[ОТРЫВОК ДЛЯ ЧТЕНИЯ]
--- --- ---
Монетный двор подносит ему золотую медаль с изображением его плюгавой физиономии, московские дворяне подносят ему золотую шпагу, тульские рабочие — ружье собственного изделья, французский император награждает его орденом Почетного Легиона,[44] петербургский сапожник Ситнов объявляет в газетах, что отныне он будет бесплатно шить ему сапоги и ботинки.
В «Русском Инвалиде» так и сказано:
САПОЖНИК СИТНОВ,
работа которого была удостоена наградой большей медали на всемирной лондонской выставке, изъявил желание поставлять безвозмездно обувь для Осипа Ивановича Комиссарова в знак сердечной, общей всему русскому народу признательности за его подвиг[45]
Все общества, клубы, собрания делают его своим почетным членом.
--- --- ---
[СТРОКИ ДАННЫХ]

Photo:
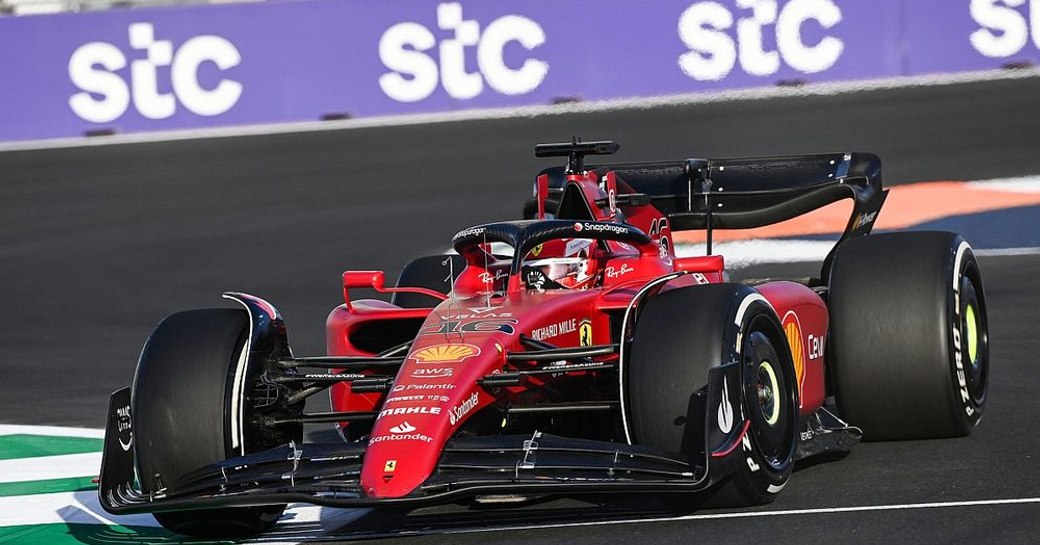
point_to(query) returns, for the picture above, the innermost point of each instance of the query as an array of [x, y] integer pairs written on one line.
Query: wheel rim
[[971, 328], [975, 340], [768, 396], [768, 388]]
--- --- ---
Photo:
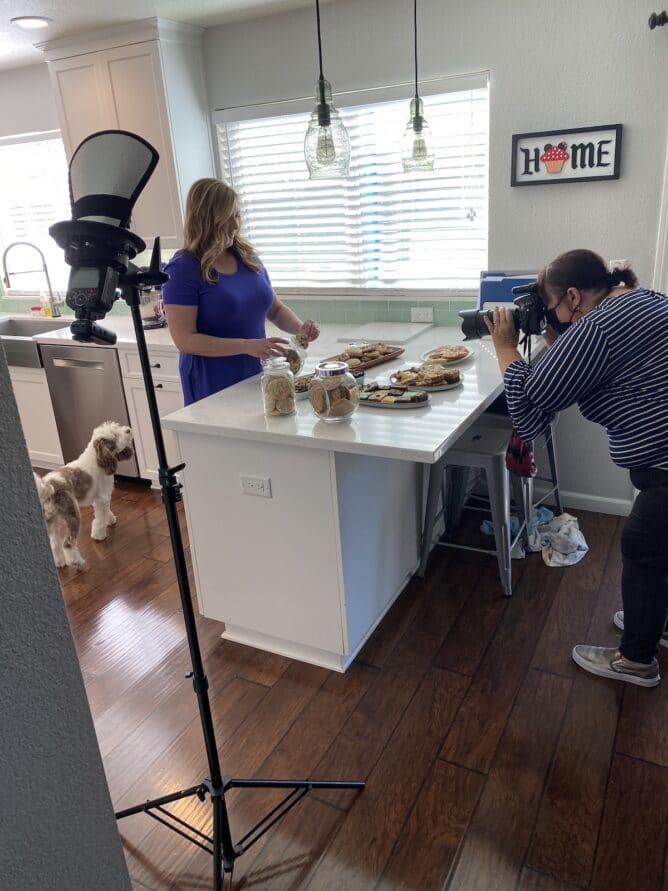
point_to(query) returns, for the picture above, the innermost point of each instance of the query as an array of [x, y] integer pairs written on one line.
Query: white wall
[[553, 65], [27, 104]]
--- --- ---
[ЧТО СДЕЛАТЬ]
Допишите следующую часть отрывка о почестях, которые оказывали Осипу Комиссарову. Список никак не связан с отрывком.

[РЕЗУЛЬТАТ]
«Того гляди, что корпорация московских повивальных бабок изберет его почетным повивальным дедушкой! — шутит по этому поводу „Колокол“» (1 мая 1866 г.).
Публика валит в театры, чтобы только посмотреть на него, как он сидит рядом с царской ложей, завитой, веснушчатый, испуганный, наглый, с серьгою в ухе, в странном сюртуке, и тут же его жена в аляповатом, мучительно-безвкусном кокошнике.[46]
Именно с этих комиссаровских дней началось то роковое, всерастущее, неудержимое опошление эстетики самодержавного строя, которое пророчески свидетельствовало о его неизбежном банкротстве.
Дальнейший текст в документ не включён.